• **Esercizi da svolgere**
#1 Quale carica ricopre Rashad al-Alimi secondo l'articolo sullo Yemen?
#2 Continua l'articolo sullo Yemen dopo la sua ultima frase.

• **Brano di riferimento**

•••

Yemen: terreno fertile per i terroristi
Il ministro degli Esteri yemenita: ''L'instabilità delle province del sud fa dello Yemen un terreno fertile per l'esecuzione dei piani dei terroristi''
Il vice premier yemenita con delega alla Difesa e alla Sicurezza, Rashad al-Alimi, ha affermato ieri mattina che il leader locale di al-Qaeda, Mohammed Ahmed al-Hanaq, non è stato arrestato nell'operazione condotta mercoledì mattina dalle forze yemenite in un ospedale di Sana'a, come invece sostenevano alcuni media. Il vice premier, citato da 'News Yemen', ha aggiunto che l'uomo "è ancora in fuga".
Già l'altro ieri una fonte della sicurezza di Sana'a aveva dichiarato ad Aki-Adnkronos International che al-Hanaq "non è stato arrestato", precisando che proprio dall'uomo "sono arrivate le minacce all'ambasciata degli Stati Uniti" che domenica hanno spinto Washington a chiudere la sua sede diplomatica a Sana'a, riaperta dopo due giorni. Chiuse e poi riaperte anche le ambasciate francese e tedesca.
"Potenze straniere dietro la crisi" - Nella situazione dello Yemen, che si confronta con ribelli sciiti, indipendentisti del sud e terrorismo islamico, c'è la mano di "potenze straniere". E' quanto affermato dal ministro degli Esteri yemenita Abu Bakr al-Qurbi, che in un'intervista ad Aki-Adnkronos International ha sostenuto che "né lo Yemen, ne' gli yemeniti hanno alcun interesse ad alimentare tensioni o guerre civili, perché a pagare è la nazione e il suo popolo". Per questo, l'ingerenza di forze esterne, a suo giudizio, è "probabile".

•••

• **Voci**
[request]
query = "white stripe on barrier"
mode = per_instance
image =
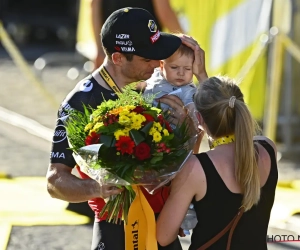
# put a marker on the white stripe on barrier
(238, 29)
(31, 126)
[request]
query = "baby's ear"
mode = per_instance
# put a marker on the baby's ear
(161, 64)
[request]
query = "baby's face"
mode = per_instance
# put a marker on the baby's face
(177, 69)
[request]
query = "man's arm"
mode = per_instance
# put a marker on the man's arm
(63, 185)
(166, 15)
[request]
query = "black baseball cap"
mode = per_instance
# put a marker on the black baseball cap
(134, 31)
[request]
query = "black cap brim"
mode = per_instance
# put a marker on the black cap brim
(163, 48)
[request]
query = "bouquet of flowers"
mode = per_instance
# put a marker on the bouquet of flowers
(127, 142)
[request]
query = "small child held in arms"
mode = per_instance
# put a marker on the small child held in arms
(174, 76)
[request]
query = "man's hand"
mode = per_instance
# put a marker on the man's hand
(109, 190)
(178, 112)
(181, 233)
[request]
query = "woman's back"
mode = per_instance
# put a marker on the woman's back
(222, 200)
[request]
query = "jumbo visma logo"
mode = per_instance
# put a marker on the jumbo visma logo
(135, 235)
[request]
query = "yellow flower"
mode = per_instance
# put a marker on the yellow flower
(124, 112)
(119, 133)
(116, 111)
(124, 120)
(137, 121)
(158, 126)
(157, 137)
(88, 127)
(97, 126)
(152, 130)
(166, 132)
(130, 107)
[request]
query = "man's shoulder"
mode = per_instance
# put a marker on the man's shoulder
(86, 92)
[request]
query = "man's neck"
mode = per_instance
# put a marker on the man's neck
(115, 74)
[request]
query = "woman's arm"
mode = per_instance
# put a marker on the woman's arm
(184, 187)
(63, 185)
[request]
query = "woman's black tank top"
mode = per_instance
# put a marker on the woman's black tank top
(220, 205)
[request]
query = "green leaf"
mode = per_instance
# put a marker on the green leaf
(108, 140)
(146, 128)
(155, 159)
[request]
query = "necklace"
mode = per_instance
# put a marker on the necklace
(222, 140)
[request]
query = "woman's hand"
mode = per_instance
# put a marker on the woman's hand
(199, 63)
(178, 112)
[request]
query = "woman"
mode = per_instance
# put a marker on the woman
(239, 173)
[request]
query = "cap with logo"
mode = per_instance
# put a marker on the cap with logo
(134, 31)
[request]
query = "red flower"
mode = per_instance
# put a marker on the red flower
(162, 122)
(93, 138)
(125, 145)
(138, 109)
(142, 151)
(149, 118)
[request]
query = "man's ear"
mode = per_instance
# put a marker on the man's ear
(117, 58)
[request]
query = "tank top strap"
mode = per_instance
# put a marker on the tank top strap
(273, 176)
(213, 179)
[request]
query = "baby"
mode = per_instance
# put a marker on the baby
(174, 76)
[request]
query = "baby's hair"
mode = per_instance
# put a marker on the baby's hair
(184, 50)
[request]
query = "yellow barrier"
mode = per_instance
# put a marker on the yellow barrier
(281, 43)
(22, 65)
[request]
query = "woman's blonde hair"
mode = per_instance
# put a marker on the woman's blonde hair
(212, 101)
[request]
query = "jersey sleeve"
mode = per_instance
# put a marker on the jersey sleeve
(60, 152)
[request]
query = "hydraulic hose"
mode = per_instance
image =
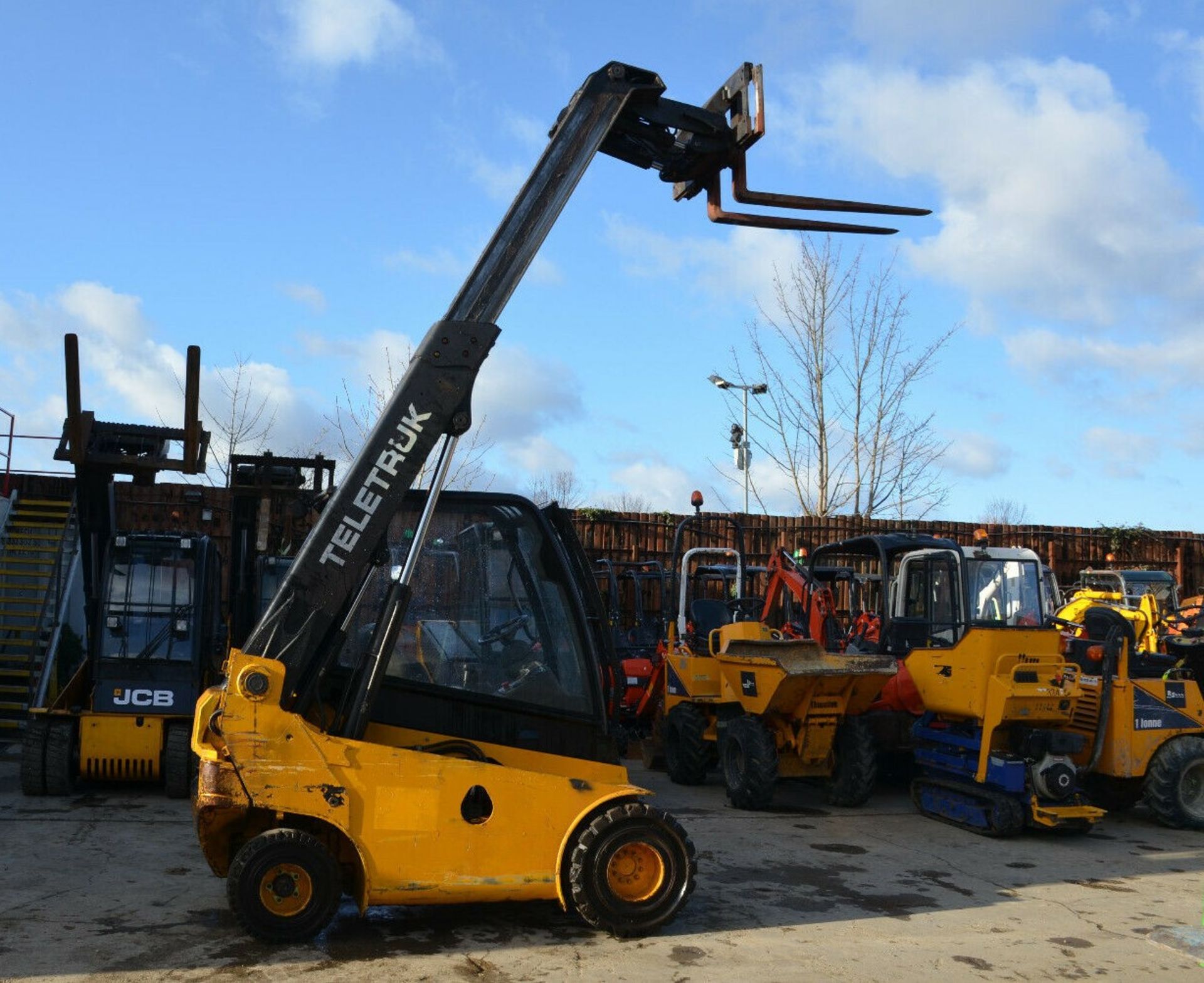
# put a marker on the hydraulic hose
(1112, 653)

•••

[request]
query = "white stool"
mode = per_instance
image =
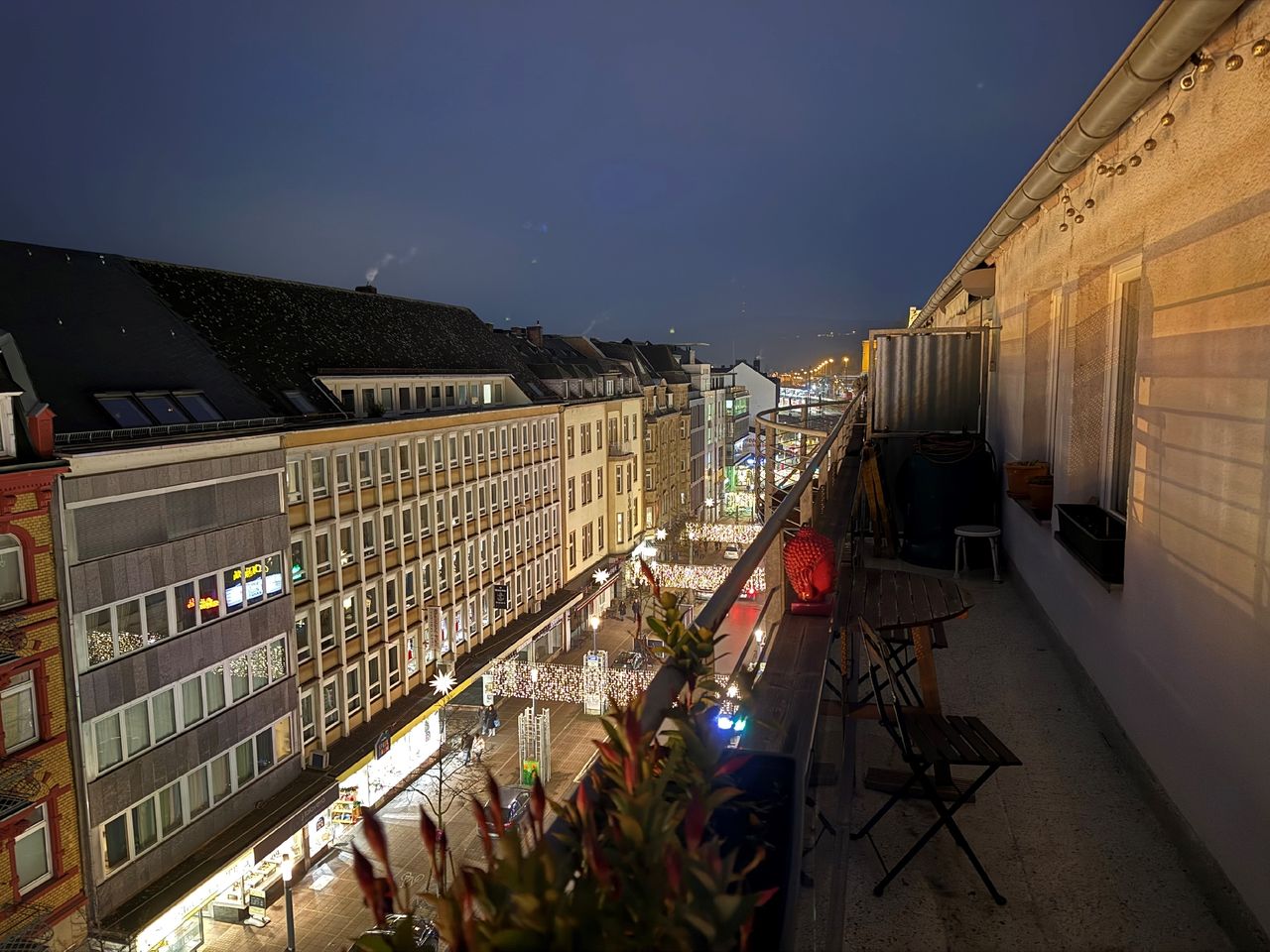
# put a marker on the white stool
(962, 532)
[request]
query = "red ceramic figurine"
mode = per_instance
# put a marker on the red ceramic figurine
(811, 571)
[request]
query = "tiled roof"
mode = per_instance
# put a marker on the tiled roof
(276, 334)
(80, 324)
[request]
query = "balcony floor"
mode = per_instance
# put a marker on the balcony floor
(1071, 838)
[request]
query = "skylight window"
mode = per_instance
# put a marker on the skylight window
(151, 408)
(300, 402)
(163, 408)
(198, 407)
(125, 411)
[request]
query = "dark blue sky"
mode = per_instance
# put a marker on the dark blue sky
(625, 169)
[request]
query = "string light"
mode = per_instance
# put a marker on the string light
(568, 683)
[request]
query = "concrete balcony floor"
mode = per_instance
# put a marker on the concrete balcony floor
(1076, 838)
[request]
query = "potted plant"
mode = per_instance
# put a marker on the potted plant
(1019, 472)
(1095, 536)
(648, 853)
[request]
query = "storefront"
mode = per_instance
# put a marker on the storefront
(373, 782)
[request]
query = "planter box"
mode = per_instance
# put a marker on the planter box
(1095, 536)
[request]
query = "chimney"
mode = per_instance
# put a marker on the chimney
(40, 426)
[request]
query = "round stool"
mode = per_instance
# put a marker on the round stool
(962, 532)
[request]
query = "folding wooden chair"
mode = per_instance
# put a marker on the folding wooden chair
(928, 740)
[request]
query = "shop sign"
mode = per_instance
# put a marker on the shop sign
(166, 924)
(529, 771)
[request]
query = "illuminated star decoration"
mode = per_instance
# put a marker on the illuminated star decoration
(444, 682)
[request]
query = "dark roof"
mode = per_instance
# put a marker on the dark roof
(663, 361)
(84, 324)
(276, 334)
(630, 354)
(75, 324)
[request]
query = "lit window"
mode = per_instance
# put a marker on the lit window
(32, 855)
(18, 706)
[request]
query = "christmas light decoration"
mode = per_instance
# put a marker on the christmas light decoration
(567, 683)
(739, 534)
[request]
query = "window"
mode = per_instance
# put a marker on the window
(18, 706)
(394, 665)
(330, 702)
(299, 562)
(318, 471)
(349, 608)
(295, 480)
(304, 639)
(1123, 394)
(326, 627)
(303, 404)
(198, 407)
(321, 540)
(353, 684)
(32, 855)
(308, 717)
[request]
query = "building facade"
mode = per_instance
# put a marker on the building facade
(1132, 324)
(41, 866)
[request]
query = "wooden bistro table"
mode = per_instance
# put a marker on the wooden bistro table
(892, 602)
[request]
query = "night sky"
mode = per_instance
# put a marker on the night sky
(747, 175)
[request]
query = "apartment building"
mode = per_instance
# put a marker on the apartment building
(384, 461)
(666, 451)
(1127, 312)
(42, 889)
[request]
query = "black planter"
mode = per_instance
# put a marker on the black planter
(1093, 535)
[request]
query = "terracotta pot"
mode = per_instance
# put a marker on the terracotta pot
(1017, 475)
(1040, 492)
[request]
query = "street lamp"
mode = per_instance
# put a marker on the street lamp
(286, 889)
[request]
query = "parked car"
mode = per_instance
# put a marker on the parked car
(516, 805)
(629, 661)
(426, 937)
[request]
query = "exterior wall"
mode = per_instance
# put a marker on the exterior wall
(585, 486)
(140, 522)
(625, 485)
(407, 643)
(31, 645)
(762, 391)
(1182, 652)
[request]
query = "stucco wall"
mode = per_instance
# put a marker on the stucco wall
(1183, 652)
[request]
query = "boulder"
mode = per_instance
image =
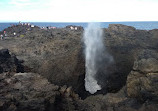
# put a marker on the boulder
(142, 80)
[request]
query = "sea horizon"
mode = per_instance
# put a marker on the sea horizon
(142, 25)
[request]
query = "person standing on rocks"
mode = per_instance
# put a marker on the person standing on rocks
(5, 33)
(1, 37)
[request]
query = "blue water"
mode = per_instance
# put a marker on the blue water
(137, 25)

•••

• **Risposte agli esercizi**
#1 È il vice premier yemenita con delega alla Difesa e alla Sicurezza.

#2
Nelle scorse settimane, ad esempio, accuse erano state rivolte all'Iran, indicato come sostenitore dei ribelli sciiti 'hawthiti', attivi nella provincia settentrionale di Sa'ada, lungo il confine con l'Arabia Saudita. Ma, in generale, per il ministro degli Esteri "si esagera all'estero nel descrivere la situazione dello Yemen e la crescita dell'influenza di al-Qaeda nel paese". Sana'a, per questo, non permetterà che forze militari straniere siano stanziate sul territorio nazionale per contrastare il terrorismo. "Non credo che sia nell'interesse degli Stati Uniti e dei Paesi occidentali mandare forze in Yemen", ha dichiarato Qurbi, precisando che il Paese "è in grado di far fronte a ogni minaccia e pericolo, che si tratti di al-Qaeda o di qualunque altra forza". Alla comunità internazionale, Sana'a chiede piuttosto di "aiutare lo Yemen nella lotta contro al-Qaeda offrendo sostegno logistico, scambiando informazioni di intelligence e migliorando le competenze delle sue unità antiterrorismo e della sua guardia costiera, oltre a un contributo allo sviluppo per risolvere i problemi economici del Paese", ha aggiunto Qurbi che ha ribadito: "Il governo di Sana'a è determinato a sconfiggere i terroristi di al-Qaeda".
"E' necessario un rafforzamento della cooperazione a livello di intelligence con i Paesi amici" ha spiegato il ministro, secondo il quale "molti terroristi attivi nello Yemen sono fuggiti da altre aree della Penisola arabica, in particolare dall'Arabia Saudita, in seguito agli attacchi subiti". "Per questo - ha precisato - hanno preso lo Yemen come nuova base, integrandosi alla rete che già operava sul posto e sfruttando la natura geografica montuosa del paese". I terroristi di al-Qaeda, secondo il ministro, "hanno anche approfittato delle recenti tensioni in alcune province del sud", dove operano gruppi separatisti. In questo senso, "la sua instabilità fa dello Yemen un terreno fertile per l'esecuzione dei piani dei terroristi".
Dallo Yemen agli Stati Uniti. Il mea culpa di Obama - Barack Obama si assume la responsabilità degli errori commessi e non si prepara a licenziare nessuno per il clamoroso fallimento del sistema di sicurezza in occasione del fallito attentato di Natale. E' quanto hanno spiegato fonti della Casa Bianca alla Cnn, anticipando quanto dirà il presidente presentando il nuovo rapporto sulla vicenda.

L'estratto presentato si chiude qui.